» **Data to process**
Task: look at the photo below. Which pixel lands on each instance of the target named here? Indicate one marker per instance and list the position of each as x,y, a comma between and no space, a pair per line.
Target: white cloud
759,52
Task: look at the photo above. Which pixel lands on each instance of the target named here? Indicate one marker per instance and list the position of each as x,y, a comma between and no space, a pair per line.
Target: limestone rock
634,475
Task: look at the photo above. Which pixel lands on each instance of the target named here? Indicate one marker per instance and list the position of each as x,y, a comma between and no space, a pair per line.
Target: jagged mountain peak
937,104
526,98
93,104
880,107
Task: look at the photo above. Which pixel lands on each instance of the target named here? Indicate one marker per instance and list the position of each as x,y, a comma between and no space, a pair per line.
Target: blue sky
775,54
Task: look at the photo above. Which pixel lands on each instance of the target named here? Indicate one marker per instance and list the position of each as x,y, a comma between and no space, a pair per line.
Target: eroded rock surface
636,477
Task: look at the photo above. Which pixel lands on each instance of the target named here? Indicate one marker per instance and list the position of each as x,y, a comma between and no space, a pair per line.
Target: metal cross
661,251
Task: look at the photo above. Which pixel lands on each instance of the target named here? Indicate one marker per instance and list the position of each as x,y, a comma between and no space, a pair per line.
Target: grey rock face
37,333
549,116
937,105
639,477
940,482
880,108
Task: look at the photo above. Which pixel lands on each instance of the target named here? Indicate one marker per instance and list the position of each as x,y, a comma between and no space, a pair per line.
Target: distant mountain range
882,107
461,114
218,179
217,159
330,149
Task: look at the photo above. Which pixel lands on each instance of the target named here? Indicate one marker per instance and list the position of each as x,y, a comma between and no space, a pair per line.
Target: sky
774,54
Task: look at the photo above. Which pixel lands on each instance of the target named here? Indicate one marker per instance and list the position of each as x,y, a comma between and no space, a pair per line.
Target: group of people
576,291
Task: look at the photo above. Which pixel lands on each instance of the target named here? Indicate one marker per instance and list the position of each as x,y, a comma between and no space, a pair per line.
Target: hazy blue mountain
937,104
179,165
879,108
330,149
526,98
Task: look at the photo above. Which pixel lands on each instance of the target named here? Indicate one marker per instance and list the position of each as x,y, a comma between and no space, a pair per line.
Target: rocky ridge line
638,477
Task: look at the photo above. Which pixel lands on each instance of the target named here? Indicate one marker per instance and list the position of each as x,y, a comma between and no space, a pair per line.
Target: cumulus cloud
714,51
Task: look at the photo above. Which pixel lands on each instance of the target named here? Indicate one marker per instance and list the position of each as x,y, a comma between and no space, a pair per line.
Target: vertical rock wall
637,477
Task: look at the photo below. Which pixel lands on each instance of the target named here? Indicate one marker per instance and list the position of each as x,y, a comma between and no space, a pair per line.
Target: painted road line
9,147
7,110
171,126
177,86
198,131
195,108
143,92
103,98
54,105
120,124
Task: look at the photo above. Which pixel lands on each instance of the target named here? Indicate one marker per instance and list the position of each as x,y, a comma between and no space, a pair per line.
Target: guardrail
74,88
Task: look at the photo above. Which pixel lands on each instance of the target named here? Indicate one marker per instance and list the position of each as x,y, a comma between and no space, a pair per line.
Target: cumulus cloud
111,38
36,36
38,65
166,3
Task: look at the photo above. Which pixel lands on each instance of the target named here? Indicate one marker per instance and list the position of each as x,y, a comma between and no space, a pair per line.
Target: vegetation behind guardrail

» **Direction**
Once more, set down the full listing, verbatim.

» **Result below**
Task: look at the photo below. Which pixel lands on each instance of the target named here? Indicate one marker per instance and list the position of each as x,y, a comma between and no space, a pair per line.
Target: white cloud
759,52
Task: look at the photo above. Which pixel lands on each instance of the target named here? Indicate one marker per instance and list the position of each as x,y, a comma between and no space, a pair per line.
Target: limestone rock
634,475
Task: look at the photo above. Which pixel lands on each instance of the target named here? Indicate one marker per instance and list the position of each as x,y, a comma between and no space, a pair per line.
Target: jagged mountain peak
937,104
526,98
93,104
880,107
Task: look at the photo above. Which pixel lands on each instance of the target named here? Indicate one marker per instance and list the position of each as x,y, a comma between and no space, a pair per line.
Target: blue sky
775,54
Task: look at the photo above. Which pixel lands on each instance of the target named here? Indicate one marker per instance and list the position of each as x,y, a comma between and no space, a pair per line.
Target: eroded rock surface
636,477
Task: look at the photo above. Which pixel lands on each instance of the target named here? Indicate one marker per instance and list the position of each as x,y, a comma between and no space, a pair per line.
Target: metal cross
661,251
Task: look at the photo above. Which pixel lands on each instance of the target named here? Indicate one marker per instance and list the position of each as x,y, a comma between and no space, a pair per line.
Target: grey rock face
37,333
549,116
937,105
639,477
940,482
880,108
Task: look at the photo above. Which pixel lands on each instance of the target named here? Indicate one marker per instance and list the position of each as x,y, a comma between and no space, a pair per line.
Target: distant mountain range
882,107
461,114
218,179
217,159
330,149
Task: look at the photo above. Which pixel lands on each instance of the target named here? Indicate one marker per instance and list the position of each as x,y, a comma between and no space, a pair per line.
Target: sky
774,54
Task: look at the photo above. Which pixel lands on each instance of the target named here? Indicate one marker per instance and list the position of each as x,y, a comma between and no space, a pair per line.
Target: group of people
576,291
Task: look at the photo above. Which pixel lands on each instance of the target named here? Indicate one marker per instance and list the position of each as x,y, a comma between and no space, a pair per line.
Target: hazy blue mountain
937,104
179,165
879,108
330,149
526,98
Task: look at the photo above. Which pixel lands on each instance of the target named here? Indicate one marker per instance and list the position of each as x,y, a comma between and no space, a pair per line.
Target: rocky ridge line
638,477
Task: look at the photo above. Which pixel lands on each instance of the target named here? Indicate one marker per instance and list the position of each as x,y, a comma between and no space, a pair per line.
Target: cumulus cloud
714,51
Task: look at the photo above. Which pixel lands on each instance of the target named here? Indicate one marker per instance and list the position of each as x,y, a comma between and no space, a pair per line.
Target: vertical rock wall
637,477
Task: look at the photo below. Which pixel lands on each instance of the target named here? Indicate one marker per instance and list the position of each as x,y, a comma between and no space, a pair per line.
Target: painted road line
9,147
7,110
171,126
177,86
198,131
195,108
143,92
103,98
54,105
120,124
Task: look at the photo above. Which pixel lands on each instance of the target named here? Indicate one marker per instance and list the position of each as x,y, a comma between and no space, a pair per line.
Target: guardrail
74,88
Task: look at the photo above. Which pixel lands on each instance of the target named here? Indicate one marker per instance and list the position of each as x,y, a comma between and no space, a pair per line.
Target: cumulus cloud
111,38
36,36
38,65
166,3
Task: look at the photo above. Which pixel lands on each instance of the target named here? Indicate one marker per instance and list the position of each as x,y, a comma between and no space, a pair per line.
Target: vegetation behind guardrail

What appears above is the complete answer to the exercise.